--- LESETEXT ---
---------------

Robert Wickens hat seinen Horrorcrash in der IndyCar-Serie mit Glück überlebt. Mit seinem Schicksal geht der 29-Jährige sehr offen und auch humorvoll um.

Der Humor ist beeindruckend. Erfrischend, dabei vor allem ungewöhnlich. In jedem Fall inspirierend. Witzig, klar, auch das. Aber gleichzeitig auch versehen mit einer nachdenklichen Note. Denn es ist durchaus eine Seltenheit, wie Robert Wickens mit seinem Schicksal umgeht.

Er macht das sehr offen, als Mutmacher. Als Vorbild. Als Blaupause, wie man Rückschlägen wohl am besten begegnen sollte: Humorvoll, positiv, energiegeladen, kampfeslustig. Motiviert.

Dabei hätte der Kanadier allen Grund zu hadern. Mit dem Schicksal. Mit dem Crash auf dem Pocono Raceway am 19. August 2018. Mit dieser einen Sekunde, in der alles schieflief, in der sich alles änderte. Als er mit Ryan Hunter-Reay kollidierte, sich die Boliden verhakten, sein Auto abhob, im Fangzaun einschlug und sich das Monocoque dabei unkontrolliert um die eigene Achse drehte.

---------------

--- AUFGABEN ---
a: Fasse den Absatz aus dem Text über Robert Wickens, der mit „Dabei hätte der Kanadier“ beginnt, als knappe Stichpunktliste zusammen und behalte dabei die wesentlichen Fakten bei.
b: Beantworte anhand des Textes über Robert Wickens:
(i) Wie alt ist Robert Wickens?
(ii) In welcher Rennserie verunglückte er?
(iii) Mit welchem Fahrer kollidierte er?
c: Zähle alle Rollen auf, die der Text über Robert Wickens ihm mit einer Wendung wie „als …“ zuschreibt.
Das anschließende Material stammt aus einer anderen Quelle.

[Daten zur Objekterkennung]
---------------

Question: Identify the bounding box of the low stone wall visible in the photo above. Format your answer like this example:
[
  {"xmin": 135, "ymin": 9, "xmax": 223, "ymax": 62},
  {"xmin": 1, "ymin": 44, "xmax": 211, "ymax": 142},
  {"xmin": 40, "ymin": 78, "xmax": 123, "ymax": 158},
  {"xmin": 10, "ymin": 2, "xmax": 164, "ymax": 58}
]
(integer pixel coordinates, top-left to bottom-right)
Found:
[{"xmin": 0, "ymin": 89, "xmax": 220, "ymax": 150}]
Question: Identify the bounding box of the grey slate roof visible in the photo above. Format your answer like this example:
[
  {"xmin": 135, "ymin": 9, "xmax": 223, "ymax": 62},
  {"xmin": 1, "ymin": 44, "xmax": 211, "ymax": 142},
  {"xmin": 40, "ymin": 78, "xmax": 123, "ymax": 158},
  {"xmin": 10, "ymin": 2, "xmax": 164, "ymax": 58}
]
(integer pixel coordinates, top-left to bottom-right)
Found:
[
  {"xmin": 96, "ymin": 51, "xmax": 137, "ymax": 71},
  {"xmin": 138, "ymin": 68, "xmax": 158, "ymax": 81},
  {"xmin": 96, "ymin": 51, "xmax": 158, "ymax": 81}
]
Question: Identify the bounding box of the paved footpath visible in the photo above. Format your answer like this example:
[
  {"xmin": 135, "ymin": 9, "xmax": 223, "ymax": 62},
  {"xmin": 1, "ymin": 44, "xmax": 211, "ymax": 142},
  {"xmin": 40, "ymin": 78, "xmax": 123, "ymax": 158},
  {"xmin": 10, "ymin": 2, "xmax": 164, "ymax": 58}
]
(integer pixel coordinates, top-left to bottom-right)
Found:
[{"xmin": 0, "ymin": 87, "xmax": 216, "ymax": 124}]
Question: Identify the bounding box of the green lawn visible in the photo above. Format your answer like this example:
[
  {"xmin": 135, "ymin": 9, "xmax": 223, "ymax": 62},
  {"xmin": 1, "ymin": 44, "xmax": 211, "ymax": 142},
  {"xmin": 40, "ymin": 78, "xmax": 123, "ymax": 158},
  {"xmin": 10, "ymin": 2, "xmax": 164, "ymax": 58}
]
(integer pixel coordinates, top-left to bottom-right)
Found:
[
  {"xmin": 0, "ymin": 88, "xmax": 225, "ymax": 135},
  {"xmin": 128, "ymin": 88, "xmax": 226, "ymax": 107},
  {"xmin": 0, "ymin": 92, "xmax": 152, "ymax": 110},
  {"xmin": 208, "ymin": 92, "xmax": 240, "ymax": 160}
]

---------------

--- LÖSUNGEN ---
a:
- Wickens hätte Grund, mit seinem Schicksal zu hadern.
- Crash auf dem Pocono Raceway am 19. August 2018
- Kollision mit Ryan Hunter-Reay, die Boliden verhakten sich.
- Sein Auto hob ab und schlug im Fangzaun ein.
- Das Monocoque drehte sich dabei unkontrolliert um die eigene Achse.

b:
(i) 29 Jahre
(ii) In der IndyCar-Serie
(iii) Mit Ryan Hunter-Reay

c: Mutmacher, Vorbild, Blaupause